▶ [The problem]:
Extract, word for word, every line of the items from the one containing "Look at the photo above. Which pixel sits on the phone" through the final line of the items.

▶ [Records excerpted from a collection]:
================================
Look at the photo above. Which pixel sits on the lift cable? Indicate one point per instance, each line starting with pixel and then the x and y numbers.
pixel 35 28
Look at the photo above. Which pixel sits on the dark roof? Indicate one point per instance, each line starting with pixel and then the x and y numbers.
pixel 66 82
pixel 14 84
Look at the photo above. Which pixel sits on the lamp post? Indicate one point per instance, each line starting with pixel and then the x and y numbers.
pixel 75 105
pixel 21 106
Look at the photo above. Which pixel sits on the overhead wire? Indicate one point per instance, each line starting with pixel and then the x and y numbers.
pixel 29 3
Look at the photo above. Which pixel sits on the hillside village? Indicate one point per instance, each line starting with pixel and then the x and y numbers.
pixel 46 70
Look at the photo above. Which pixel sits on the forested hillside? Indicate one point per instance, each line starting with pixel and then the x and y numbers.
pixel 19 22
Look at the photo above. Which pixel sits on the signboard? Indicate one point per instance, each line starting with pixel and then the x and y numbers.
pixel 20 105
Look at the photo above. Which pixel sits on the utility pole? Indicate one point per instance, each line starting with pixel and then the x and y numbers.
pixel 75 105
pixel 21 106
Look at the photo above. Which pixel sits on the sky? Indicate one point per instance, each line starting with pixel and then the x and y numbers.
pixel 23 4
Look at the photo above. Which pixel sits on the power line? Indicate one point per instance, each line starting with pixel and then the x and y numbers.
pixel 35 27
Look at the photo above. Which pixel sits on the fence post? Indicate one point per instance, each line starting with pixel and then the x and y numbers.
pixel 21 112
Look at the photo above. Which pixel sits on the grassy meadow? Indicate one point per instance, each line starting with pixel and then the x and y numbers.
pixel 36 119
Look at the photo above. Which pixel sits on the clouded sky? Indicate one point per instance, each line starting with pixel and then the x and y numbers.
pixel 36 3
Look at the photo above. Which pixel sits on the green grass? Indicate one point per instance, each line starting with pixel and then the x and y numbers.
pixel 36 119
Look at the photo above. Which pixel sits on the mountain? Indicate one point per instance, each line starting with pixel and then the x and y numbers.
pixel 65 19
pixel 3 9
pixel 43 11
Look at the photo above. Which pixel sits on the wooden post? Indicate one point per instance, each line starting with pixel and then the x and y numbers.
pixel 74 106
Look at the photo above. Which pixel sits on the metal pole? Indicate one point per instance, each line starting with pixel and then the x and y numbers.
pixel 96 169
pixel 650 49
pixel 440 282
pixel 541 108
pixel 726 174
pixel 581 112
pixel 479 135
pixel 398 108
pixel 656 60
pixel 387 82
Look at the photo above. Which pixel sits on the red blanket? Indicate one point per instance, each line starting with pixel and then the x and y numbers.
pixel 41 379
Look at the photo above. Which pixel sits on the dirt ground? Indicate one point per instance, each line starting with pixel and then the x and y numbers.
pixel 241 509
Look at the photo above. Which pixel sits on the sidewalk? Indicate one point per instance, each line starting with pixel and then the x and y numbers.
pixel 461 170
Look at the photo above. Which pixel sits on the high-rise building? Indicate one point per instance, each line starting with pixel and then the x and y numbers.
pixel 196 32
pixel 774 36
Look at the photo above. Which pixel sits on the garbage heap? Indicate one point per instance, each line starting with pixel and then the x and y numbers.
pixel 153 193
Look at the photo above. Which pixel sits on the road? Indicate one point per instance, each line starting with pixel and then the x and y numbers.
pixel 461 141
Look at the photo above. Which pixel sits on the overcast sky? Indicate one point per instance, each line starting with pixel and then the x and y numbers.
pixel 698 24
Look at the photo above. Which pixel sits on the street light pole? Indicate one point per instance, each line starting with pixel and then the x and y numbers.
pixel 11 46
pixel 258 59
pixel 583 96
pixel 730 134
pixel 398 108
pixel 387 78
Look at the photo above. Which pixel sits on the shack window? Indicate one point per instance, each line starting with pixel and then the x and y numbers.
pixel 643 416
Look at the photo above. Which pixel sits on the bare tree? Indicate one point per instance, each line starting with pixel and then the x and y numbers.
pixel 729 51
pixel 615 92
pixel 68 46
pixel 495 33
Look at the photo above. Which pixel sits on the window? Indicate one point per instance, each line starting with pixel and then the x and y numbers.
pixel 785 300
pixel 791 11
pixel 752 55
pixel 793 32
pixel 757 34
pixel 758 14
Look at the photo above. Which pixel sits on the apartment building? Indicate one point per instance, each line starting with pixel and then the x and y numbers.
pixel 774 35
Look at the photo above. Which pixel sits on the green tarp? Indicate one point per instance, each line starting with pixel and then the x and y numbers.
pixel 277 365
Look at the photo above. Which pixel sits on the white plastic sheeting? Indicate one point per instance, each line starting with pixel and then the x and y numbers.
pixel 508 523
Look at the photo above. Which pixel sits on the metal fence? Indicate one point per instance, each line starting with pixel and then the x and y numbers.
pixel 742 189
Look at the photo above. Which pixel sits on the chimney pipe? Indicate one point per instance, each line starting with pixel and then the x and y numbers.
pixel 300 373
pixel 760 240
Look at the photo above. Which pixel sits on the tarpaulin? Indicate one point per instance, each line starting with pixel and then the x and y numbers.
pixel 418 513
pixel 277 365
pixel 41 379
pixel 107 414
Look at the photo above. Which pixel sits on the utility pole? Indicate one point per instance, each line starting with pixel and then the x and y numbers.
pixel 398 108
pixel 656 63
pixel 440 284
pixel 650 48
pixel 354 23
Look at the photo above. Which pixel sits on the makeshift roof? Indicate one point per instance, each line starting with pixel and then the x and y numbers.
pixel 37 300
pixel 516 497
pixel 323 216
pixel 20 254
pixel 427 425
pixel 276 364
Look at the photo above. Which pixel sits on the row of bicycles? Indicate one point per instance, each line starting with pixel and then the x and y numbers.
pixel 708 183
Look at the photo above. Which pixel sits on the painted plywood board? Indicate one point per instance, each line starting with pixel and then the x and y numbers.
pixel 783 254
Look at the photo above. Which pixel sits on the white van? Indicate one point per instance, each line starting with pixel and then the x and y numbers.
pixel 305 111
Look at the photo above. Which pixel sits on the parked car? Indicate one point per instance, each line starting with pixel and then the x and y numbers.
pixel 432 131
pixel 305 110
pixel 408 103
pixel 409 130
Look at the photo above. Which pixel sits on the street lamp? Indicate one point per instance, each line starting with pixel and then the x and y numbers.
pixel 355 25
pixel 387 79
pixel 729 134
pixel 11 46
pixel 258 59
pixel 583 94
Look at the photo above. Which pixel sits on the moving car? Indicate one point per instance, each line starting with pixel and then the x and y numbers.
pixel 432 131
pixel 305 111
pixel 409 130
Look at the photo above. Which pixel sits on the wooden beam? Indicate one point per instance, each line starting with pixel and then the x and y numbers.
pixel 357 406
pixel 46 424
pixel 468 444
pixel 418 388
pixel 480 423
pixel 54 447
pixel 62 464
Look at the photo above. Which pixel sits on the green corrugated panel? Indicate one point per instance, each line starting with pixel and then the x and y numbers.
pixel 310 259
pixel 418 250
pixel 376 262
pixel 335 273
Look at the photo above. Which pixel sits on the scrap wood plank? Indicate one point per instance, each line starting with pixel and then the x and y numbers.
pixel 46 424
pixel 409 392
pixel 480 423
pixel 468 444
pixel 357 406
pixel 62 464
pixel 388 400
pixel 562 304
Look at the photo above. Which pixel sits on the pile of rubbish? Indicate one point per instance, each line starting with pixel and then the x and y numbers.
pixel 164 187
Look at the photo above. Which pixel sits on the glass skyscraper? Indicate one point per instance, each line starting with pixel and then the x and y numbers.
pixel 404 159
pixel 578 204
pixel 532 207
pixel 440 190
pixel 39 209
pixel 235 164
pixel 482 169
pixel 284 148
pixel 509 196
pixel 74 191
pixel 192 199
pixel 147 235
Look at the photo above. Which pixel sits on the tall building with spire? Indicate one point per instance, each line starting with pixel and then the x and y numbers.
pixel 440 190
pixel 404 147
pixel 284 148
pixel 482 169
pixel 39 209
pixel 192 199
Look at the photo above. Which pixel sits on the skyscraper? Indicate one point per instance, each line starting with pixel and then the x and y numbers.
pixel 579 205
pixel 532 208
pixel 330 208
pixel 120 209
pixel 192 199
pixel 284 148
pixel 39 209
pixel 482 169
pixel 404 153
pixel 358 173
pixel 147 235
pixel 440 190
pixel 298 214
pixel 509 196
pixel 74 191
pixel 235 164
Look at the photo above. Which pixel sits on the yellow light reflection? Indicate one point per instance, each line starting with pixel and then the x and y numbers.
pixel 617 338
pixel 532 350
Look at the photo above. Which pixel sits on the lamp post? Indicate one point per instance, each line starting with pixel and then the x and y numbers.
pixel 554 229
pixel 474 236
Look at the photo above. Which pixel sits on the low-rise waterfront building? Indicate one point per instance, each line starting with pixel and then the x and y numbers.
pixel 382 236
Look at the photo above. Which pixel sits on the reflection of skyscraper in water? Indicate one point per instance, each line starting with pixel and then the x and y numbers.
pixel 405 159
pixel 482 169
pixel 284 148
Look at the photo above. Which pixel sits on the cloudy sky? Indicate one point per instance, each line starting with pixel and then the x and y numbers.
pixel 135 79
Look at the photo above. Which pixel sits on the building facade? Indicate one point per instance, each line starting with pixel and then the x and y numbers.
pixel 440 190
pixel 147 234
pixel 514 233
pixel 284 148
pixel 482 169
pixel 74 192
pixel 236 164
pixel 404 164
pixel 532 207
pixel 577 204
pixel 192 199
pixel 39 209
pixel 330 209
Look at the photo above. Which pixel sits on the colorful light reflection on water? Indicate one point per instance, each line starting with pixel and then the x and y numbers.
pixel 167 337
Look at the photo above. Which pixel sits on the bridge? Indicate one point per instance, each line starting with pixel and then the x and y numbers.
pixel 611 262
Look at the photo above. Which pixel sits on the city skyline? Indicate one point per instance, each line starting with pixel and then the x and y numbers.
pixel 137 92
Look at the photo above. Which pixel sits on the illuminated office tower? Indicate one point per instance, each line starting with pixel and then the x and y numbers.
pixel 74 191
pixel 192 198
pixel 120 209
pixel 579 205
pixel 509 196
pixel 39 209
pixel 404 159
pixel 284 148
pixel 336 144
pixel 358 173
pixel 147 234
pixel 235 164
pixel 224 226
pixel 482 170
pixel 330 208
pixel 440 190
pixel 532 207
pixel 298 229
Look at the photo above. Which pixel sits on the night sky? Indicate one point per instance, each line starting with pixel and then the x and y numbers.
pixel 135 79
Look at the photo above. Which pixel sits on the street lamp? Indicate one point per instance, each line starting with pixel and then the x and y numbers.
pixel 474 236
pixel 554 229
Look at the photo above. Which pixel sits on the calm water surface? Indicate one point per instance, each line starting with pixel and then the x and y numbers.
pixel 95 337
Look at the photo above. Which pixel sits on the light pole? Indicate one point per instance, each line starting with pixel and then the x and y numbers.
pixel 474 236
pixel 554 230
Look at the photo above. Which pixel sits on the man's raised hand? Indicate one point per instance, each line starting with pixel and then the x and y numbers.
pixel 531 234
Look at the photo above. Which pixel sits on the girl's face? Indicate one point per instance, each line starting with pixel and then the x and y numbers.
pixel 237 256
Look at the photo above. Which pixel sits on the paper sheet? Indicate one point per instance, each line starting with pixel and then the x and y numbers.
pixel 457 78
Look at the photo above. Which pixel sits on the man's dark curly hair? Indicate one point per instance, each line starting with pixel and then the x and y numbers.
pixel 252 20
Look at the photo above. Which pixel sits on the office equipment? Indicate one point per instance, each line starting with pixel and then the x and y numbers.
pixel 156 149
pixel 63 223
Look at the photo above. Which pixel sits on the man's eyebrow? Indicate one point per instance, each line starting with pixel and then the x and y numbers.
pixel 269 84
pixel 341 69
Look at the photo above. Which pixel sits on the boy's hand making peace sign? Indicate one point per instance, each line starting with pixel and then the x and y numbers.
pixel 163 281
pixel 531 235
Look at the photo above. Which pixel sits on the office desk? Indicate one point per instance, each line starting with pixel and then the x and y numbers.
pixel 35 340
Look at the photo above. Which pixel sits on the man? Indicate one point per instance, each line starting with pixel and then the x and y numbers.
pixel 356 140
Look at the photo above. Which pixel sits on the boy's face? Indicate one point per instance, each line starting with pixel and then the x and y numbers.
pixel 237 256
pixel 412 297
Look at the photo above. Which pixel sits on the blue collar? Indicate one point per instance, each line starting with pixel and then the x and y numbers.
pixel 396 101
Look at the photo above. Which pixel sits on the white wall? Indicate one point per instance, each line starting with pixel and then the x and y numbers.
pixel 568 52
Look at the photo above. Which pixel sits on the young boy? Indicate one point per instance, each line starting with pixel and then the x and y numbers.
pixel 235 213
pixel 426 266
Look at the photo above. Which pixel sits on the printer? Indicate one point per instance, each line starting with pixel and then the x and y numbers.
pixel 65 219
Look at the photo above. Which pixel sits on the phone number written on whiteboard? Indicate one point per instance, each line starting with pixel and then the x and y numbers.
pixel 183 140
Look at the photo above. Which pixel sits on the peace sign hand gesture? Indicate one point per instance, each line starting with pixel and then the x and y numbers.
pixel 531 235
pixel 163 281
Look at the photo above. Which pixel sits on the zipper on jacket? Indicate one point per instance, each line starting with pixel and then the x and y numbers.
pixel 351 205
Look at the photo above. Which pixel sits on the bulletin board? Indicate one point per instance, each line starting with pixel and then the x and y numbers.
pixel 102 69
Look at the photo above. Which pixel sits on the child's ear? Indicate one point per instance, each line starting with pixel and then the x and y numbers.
================================
▶ [The reply]:
Look at the photo above. Which pixel sits on the phone number written on whiteboard? Indicate one point per instance, each line starting with pixel and then the x and y numbers.
pixel 183 140
Look at the photo above. Which pixel sits on the peace sign hand gesture? Indicate one point per instance, each line starting with pixel and then the x and y numbers.
pixel 531 235
pixel 163 281
Look at the photo above. Which pixel sits on the zipper on jacket? Indicate one point per instance, each line starting with pixel and then the x and y numbers.
pixel 351 205
Look at the photo above. Which pixel sits on the bulletin board? Indicate one point per instance, each line starting with pixel and then the x and y numbers.
pixel 102 69
Look at the photo above. Which pixel sits on the child's ear? Indicate one point per instance, each line starting with pixel and then the x and y numbers.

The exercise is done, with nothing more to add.